Reading passage:
________________________________________

Message From the President of the Treasury Board

As the Minister responsible for federal regulatory policy, I am pleased to invite Canadians to read the 2014-15 Scorecard Report on Reducing Regulatory Red Tape.

I would like to sincerely thank the members of the external Regulatory Advisory Committee for their diligent review and advice on this Scorecard Report. Their independent review and thoughtful commentary are very much appreciated.

The Government of Canada is committed to giving Canadians the open and transparent government they expect and deserve. Canadians also have high standards for the services they receive from their government which is why we are focused on delivering results that make a positive difference in their everyday lives. This Scorecard Report profiles the considerable efforts of federal regulators to make progress on all these fronts.

We are also committed to growing our economy, strengthening the middle class, and helping those working hard to join it. Designing and delivering regulations that advance and protect the public interest, while minimizing the administrative burden on businesses, contribute to that goal. It’s good for Canadians, good for our economy and supports the Government’s objective of helping businesses become more innovative, competitive and successful.

Just as importantly, this report highlights important gains made in opening up the regulatory system, improving service and predictability for stakeholders, and in ensuring public accountability for results achieved. The posting of forward regulatory plans, service performance reporting, a government-wide baseline of administrative burden – all of these initiatives contribute to an open regulatory system, one that invites Canadians to contribute to its improved performance going forward.

In the days ahead, I look forward to working with my colleagues, stakeholders and citizens alike, to make sure Canada’s regulatory system continues to earn the confidence and trust of all Canadians.

Original signed by:

The Honourable Scott Brison President of the Treasury Board

Introduction

Regulation is an important tool for protecting and advancing the health, safety and environment of Canadians, and for creating the conditions for an innovative and prosperous economy. It is a form of law, made by the Governor in Council, a minister or an agency within the delegated authority set out by Parliament.

Federal regulators work in a complex, changing environment, characterized by fast-paced science and technological advancement, increasing trade flows, and integrated supply chains. They must respond to high stakeholder and citizen expectations for openness and meaningful engagement on regulatory proposals, expectations for clear accountability and transparency, and for approaches to enforcement that incorporate a service orientation.

Against this backdrop of opportunity, challenge and change, a consistent focus for federal regulators is the drive to maximize regulatory protection objectives (benefits) while minimizing the costs to Canadians and businesses. This is reflected in the Cabinet Directive on Regulatory Management, which underscores the importance of regulating in ways that maximize net benefits to Canadians. In keeping with this objective, Canada has undertaken a number of reform initiatives with the aim of making the regulatory system more transparent and predictable for businesses and citizens alike. These reforms are as follows:

The Annual Scorecard Report summarizes implementation progress for the above initiatives. As in previous years, the Scorecard Report has benefited from the review and advice of the Regulatory Advisory Committee, which reports to the President of the Treasury Board. Comprising external experts from consumer and business groups, the committee provides the President of the Treasury Board with an independent perspective on the fairness and reliability of progress being reported by the federal government.

The Small Business Lens

The small business lens requires regulators to consult small businesses and consider flexible regulatory options to minimize costs without compromising health, safety, security or the environment. Application of the lens in 2014–15 reduced the potential burden that small business would have otherwise faced by an estimated $4 million per year. After three years, the lens has helped reduce the burden that small business would otherwise have incurred by approximately $79 million annually.

________________________________________

Collected data:
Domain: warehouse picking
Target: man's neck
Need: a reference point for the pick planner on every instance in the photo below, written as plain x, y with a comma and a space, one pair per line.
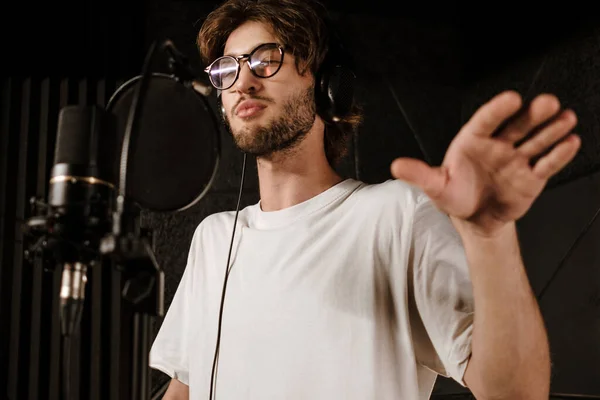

________________________________________

Instruction 1: In the Scorecard Report excerpt, by how much did applying the small business lens in 2014–15 reduce the potential burden on small business?
Instruction 2: According to the Scorecard Report excerpt, why is the government focused on delivering results that make a positive difference in Canadians' everyday lives?
Instruction 3: List the initiatives that the Scorecard Report excerpt says contribute to "an open regulatory system".
The lines have no connection to the Scorecard Report excerpt.

Exercise response 1: By an estimated $4 million per year.

Exercise response 2: Canadians have high standards for the services they receive from their government, and that is why the government is focused on delivering such results.

Exercise response 3:
- The posting of forward regulatory plans
- Service performance reporting
- A government-wide baseline of administrative burden